Saved data entries

====

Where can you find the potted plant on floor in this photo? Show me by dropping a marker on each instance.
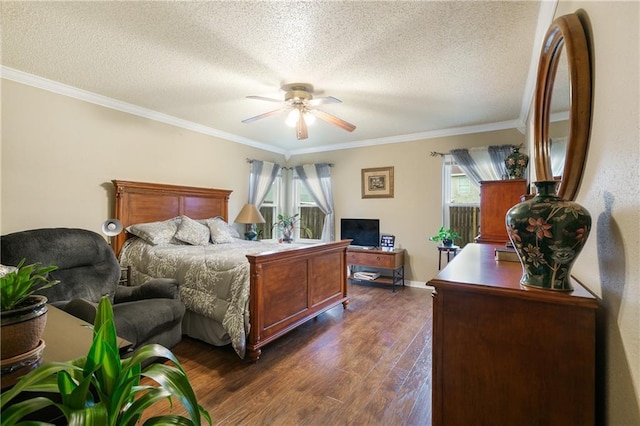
(445, 236)
(103, 389)
(23, 313)
(286, 224)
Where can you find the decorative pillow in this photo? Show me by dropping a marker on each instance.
(192, 232)
(220, 231)
(155, 233)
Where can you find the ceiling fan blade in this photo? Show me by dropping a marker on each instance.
(262, 98)
(324, 100)
(332, 119)
(301, 128)
(265, 115)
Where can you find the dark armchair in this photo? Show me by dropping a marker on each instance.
(87, 270)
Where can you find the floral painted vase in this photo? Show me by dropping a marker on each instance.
(516, 164)
(548, 233)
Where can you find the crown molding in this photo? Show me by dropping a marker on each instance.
(84, 95)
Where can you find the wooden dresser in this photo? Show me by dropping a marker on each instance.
(496, 198)
(504, 355)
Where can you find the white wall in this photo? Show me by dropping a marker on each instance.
(415, 211)
(610, 263)
(60, 154)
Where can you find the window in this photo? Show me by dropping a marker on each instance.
(311, 217)
(461, 202)
(269, 210)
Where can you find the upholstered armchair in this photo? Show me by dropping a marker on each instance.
(87, 270)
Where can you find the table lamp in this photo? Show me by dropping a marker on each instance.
(250, 215)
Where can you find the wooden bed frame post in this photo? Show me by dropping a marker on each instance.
(253, 349)
(286, 289)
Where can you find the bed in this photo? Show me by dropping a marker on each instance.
(283, 285)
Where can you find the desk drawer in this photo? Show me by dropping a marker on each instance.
(375, 260)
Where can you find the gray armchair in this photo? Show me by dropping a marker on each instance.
(87, 270)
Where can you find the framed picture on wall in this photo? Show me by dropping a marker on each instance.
(377, 182)
(387, 242)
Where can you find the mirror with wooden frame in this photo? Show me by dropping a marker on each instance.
(565, 41)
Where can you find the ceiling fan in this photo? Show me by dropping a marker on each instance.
(300, 105)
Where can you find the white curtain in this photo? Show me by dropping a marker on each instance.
(558, 153)
(261, 178)
(317, 179)
(484, 163)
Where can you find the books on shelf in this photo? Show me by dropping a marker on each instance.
(506, 253)
(369, 276)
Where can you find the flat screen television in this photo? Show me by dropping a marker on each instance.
(363, 232)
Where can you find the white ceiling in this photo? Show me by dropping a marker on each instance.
(403, 70)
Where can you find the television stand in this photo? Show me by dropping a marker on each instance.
(386, 260)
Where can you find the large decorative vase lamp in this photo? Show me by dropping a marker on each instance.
(548, 234)
(250, 215)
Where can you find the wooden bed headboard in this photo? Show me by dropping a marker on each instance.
(139, 202)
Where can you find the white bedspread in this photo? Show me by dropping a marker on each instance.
(214, 279)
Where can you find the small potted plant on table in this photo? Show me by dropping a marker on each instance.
(445, 236)
(102, 388)
(23, 313)
(286, 224)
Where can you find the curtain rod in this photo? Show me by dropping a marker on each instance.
(442, 154)
(249, 160)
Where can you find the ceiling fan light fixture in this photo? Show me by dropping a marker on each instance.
(309, 118)
(294, 115)
(300, 106)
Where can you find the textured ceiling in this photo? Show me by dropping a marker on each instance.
(403, 70)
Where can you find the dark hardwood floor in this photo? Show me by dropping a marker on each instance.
(367, 365)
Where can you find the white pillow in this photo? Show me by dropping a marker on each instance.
(221, 232)
(192, 232)
(161, 232)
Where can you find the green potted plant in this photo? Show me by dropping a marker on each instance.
(446, 236)
(104, 389)
(286, 224)
(23, 314)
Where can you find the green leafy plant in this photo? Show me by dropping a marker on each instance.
(445, 235)
(103, 389)
(22, 282)
(285, 222)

====

Your answer must be an exact repeat of the records above, with the pictures left out.

Where can you find the potted plant on floor in this photo? Show me by dropping a marker on each instance.
(445, 236)
(103, 389)
(23, 313)
(286, 224)
Where can you find the decorative pillow in this photo? Show me by dropping a marker on each instance.
(192, 232)
(220, 231)
(155, 233)
Where can you find the ceiling fan blade in this photo? Show me by dropping a marker on each instance.
(262, 98)
(324, 100)
(332, 119)
(301, 128)
(265, 115)
Where can you find the dark armchair in this photo? Show me by dropping a marker on each instance.
(87, 270)
Where can you find the floral painted vase in this photo? Show me by dropping a marker on each instance.
(516, 164)
(548, 233)
Where can you find the crown molding in this photo? Show me by dropping a marker on each instance.
(84, 95)
Where can you find the wooden dresser in this photo? Show me by dropping a marker on each instance.
(496, 198)
(504, 355)
Where can you find the white wall in this photo? Show me by dropping a marker on each instance.
(415, 211)
(610, 263)
(60, 154)
Where can you find the window in this photo? Show me by dropping a marker on each instance.
(311, 217)
(461, 202)
(269, 210)
Where can you find the upholstered armchair in this photo? Show me by dropping a marker on each instance.
(87, 270)
Where can you find the table lamp in this photo? Show me by dropping a marker on each instance.
(250, 215)
Where can you find the wooden bed frame post in this photo? Show me by dropping a marker on each instance.
(253, 349)
(286, 289)
Where can you find the bed in this photo? Show me by dropping a marker on each instance.
(283, 285)
Where can you find the desk drawer in this photo? Show me by dropping a marker on each instance.
(375, 260)
Where can you find the gray armchair in this photo? Show me by dropping a marker on each instance.
(87, 270)
Where can you find the framed picture on wall in this photo? Show me by dropping a marker on each instance.
(377, 182)
(387, 242)
Where can you find the mirror with wooden frame in this photo? Show me by dropping a marker on each instance.
(565, 41)
Where can you find the ceiling fan in this photo? Show me by dropping a marker on each instance.
(300, 105)
Where can you find the white curtain in this photo? Show me by dropping a marker on each instance.
(558, 153)
(261, 178)
(317, 179)
(484, 163)
Where can you find the books on shelf in this photo? Show me by dropping a marker on each instance.
(506, 253)
(369, 276)
Where can you find the flat screen television in this photo? Show me by dropping a marker on each instance.
(363, 232)
Where can you find the white ceiling in this photo? Show me by dropping a marker on each instance.
(403, 70)
Where can you find the television stand in this photo? Show me by dropping a marker on each instance.
(386, 260)
Where can you find the large decorative vase lamp in this photo? Show me by dropping a marker on each instance.
(548, 234)
(250, 215)
Where can you find the wooden bed headboard in this photo? Show me by dropping a marker on each instance.
(139, 202)
Where can you find the white bedspread in this photo? Show me by dropping a marker on each instance.
(214, 279)
Where can you find the small potted plant on table in this photo? Show me by dropping a marker on each instance.
(445, 236)
(102, 388)
(23, 313)
(286, 224)
Where can you find the curtain rod in this photo? Show me by dropping a marker on each instance.
(442, 154)
(249, 160)
Where can you find the ceiling fan light fixture in this photo? Show me by dropping a marker on each instance.
(309, 118)
(294, 115)
(300, 106)
Where can you find the textured ceiling in this photo? Show me by dropping a marker on each instance.
(403, 70)
Where can you find the dark hardwood floor in this photo? Show me by dropping a marker on each instance.
(367, 365)
Where can you find the white pillow in this photo? Show me by dropping a marker on each instance.
(221, 232)
(192, 232)
(161, 232)
Where can you find the green potted plant in this photo? Show me by dropping a marker on each instance.
(446, 236)
(104, 389)
(286, 224)
(23, 314)
Where can you find the green leafy plant in this photo? Show me by dropping a marker on each instance.
(445, 235)
(103, 389)
(22, 282)
(285, 222)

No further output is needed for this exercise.